#### EXERCISE BRIEF:
Each line below must be set down exactly; omit any image you find.

####

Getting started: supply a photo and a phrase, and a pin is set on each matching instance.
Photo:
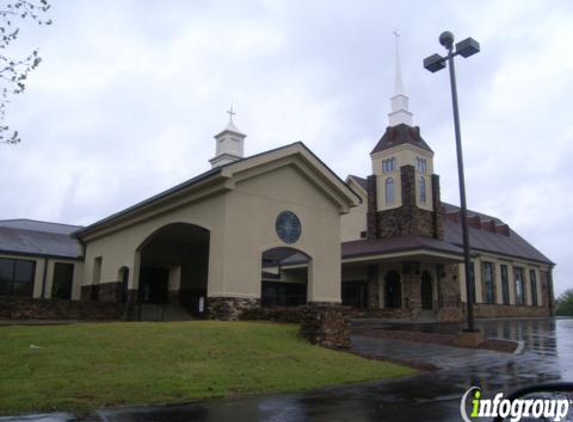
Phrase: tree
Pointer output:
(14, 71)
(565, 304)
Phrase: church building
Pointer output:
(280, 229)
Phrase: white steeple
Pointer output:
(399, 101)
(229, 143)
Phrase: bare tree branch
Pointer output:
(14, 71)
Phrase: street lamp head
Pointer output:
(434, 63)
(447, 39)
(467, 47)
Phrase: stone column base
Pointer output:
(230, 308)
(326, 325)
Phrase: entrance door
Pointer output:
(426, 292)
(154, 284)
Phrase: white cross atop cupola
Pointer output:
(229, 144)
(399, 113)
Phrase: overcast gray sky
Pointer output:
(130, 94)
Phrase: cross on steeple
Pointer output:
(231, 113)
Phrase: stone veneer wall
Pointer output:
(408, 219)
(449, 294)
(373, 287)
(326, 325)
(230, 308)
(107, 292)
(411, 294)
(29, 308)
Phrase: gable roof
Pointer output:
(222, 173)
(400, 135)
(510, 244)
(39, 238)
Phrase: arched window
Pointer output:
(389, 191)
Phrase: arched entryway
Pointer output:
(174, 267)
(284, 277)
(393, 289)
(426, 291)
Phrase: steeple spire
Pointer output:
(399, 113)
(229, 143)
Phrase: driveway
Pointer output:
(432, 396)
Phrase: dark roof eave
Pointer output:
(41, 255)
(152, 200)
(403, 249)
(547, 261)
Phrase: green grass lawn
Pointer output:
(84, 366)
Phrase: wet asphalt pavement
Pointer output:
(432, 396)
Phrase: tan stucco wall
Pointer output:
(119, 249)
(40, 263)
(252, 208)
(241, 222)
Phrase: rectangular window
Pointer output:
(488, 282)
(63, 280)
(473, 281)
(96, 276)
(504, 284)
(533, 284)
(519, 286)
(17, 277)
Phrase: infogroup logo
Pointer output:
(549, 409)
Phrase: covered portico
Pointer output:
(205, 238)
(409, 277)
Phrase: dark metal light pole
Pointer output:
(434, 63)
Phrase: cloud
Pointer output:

####

#### THE RESULT:
Getting started: supply a photo and a phrase, and a pin is set on each matching instance.
Photo:
Phrase: tree
Pointer output:
(14, 71)
(565, 304)
Phrase: church building
Pointer output:
(280, 229)
Phrase: white steeple
Pointer output:
(399, 101)
(229, 143)
Phrase: bare tree branch
Pointer output:
(14, 71)
Phrase: street lamp head
Pointer output:
(434, 63)
(447, 39)
(467, 47)
Phrase: stone column base
Pointer output:
(230, 308)
(326, 325)
Phrase: entrance door
Pointer output:
(426, 292)
(154, 284)
Phrase: white cross atop cupola
Pointer output:
(229, 144)
(399, 113)
Phrase: overcast gray sky
Pointer output:
(130, 94)
Phrase: cross on steeple
Pointer output:
(231, 113)
Phrase: stone veneer wall
Pointer output:
(408, 219)
(449, 294)
(373, 287)
(326, 325)
(230, 308)
(107, 292)
(411, 294)
(29, 308)
Phrase: gable roof
Pointer output:
(222, 173)
(400, 135)
(510, 244)
(39, 238)
Phrase: arched window
Pointer output:
(389, 191)
Phrase: arched entryway
Pointer output:
(174, 267)
(284, 277)
(393, 289)
(426, 291)
Phrase: steeple spire
Pointer output:
(399, 113)
(229, 143)
Phrase: driveway
Pointer output:
(432, 396)
Phrase: dark roof eave
Pointer output:
(41, 255)
(152, 200)
(403, 249)
(547, 261)
Phrase: green grass lawn
Pointer output:
(84, 366)
Phrase: wet asphalt pavement
Pointer output:
(432, 396)
Phrase: tan stucco wall
Pointer output:
(119, 249)
(40, 263)
(252, 208)
(241, 222)
Phrase: rectangular window
Pointer output:
(488, 282)
(63, 280)
(473, 281)
(96, 276)
(504, 284)
(533, 284)
(519, 286)
(17, 277)
Phrase: infogroup logo
Pointer output:
(549, 409)
Phrase: covered portico
Pointer output:
(205, 238)
(409, 277)
Phrase: dark metal light pole
Pointer output:
(434, 63)
Phrase: cloud
Pointer output:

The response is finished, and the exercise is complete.